### EXERCISE GOAL
From the records below, copy every line that contains the word "baseball".

==========

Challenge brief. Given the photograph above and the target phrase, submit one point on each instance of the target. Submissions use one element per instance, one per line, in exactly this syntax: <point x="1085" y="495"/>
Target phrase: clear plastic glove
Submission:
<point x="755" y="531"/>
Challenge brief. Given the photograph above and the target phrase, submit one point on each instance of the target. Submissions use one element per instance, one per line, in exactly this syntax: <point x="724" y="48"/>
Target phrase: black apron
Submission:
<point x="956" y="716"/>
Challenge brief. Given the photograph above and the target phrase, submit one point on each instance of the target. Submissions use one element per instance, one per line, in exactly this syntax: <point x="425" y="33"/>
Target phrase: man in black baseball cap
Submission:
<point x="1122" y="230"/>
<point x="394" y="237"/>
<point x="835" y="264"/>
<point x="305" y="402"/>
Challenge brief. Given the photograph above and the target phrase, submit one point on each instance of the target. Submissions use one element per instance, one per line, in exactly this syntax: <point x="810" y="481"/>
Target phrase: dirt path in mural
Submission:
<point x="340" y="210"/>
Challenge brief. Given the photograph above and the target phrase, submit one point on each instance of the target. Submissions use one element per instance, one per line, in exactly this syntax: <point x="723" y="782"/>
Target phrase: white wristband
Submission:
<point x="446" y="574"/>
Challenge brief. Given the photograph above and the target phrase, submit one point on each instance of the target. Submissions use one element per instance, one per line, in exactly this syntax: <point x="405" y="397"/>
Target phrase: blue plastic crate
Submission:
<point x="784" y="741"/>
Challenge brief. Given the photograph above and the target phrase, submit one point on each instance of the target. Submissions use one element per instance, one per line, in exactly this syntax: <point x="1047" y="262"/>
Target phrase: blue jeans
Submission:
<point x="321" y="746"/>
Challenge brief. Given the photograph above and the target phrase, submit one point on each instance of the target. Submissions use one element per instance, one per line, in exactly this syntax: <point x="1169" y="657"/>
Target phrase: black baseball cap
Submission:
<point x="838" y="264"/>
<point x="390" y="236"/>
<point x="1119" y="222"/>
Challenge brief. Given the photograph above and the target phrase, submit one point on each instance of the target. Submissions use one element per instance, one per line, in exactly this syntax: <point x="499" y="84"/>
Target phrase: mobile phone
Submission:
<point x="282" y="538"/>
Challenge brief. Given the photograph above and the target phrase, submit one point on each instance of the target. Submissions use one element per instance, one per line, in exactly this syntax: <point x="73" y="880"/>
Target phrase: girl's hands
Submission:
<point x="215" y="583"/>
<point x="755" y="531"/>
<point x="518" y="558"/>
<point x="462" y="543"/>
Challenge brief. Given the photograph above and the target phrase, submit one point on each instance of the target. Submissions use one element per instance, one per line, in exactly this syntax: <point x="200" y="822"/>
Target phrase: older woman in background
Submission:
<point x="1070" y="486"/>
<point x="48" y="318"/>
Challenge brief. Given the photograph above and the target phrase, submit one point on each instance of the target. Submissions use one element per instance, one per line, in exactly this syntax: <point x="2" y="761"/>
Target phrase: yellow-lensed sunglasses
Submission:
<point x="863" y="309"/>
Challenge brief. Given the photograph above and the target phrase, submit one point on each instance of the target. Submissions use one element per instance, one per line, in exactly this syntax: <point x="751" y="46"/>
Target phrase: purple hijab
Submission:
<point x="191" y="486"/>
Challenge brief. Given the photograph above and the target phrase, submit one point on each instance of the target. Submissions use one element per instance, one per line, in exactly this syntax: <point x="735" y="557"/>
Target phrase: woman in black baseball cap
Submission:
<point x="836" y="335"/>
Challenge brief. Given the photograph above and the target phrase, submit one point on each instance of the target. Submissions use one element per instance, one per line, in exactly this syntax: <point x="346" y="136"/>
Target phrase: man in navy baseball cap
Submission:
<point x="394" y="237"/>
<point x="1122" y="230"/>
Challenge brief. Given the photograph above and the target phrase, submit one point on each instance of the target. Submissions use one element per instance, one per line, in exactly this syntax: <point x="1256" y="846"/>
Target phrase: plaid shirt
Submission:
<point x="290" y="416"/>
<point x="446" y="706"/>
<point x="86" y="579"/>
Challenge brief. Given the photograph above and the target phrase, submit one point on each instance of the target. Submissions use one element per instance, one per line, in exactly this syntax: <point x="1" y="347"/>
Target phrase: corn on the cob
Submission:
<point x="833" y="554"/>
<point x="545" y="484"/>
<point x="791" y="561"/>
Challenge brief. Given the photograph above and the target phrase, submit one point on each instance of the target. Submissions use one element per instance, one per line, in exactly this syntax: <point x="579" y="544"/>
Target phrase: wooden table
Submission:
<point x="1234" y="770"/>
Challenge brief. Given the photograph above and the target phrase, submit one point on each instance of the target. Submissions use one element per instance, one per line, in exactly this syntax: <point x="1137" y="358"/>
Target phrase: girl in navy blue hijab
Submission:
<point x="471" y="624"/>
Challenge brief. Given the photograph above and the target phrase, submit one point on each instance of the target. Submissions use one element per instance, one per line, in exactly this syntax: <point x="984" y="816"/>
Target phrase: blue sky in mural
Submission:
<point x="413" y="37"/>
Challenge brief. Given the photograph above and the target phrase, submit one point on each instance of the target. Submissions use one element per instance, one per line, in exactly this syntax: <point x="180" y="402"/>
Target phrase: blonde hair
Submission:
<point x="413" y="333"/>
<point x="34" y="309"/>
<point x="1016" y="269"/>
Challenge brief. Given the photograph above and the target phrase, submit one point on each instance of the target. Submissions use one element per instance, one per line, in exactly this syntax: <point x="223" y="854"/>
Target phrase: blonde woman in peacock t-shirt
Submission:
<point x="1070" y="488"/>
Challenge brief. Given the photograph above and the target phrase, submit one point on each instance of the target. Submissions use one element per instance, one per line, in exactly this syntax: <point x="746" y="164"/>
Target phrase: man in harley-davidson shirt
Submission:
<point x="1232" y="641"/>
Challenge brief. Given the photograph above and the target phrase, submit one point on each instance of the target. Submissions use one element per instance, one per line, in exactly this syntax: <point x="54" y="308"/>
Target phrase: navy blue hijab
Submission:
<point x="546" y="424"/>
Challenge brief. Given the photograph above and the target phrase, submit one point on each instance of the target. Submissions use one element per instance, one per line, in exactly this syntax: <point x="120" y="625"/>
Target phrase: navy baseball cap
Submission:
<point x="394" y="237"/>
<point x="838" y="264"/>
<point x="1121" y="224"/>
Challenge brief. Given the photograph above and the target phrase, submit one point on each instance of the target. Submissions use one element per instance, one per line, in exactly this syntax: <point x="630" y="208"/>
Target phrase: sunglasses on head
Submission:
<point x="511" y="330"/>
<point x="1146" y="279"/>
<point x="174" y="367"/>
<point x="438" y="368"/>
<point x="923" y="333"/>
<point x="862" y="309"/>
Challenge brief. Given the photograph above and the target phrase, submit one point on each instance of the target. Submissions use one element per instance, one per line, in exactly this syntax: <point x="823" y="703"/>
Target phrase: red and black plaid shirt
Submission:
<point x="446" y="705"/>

==========

### RESPONSE FOR THIS EXERCISE
Target phrase: man in black baseball cap
Target phrase: black baseball cap
Target phrase: woman in black baseball cap
Target phrase: man in navy baseball cap
Target phrase: navy baseball cap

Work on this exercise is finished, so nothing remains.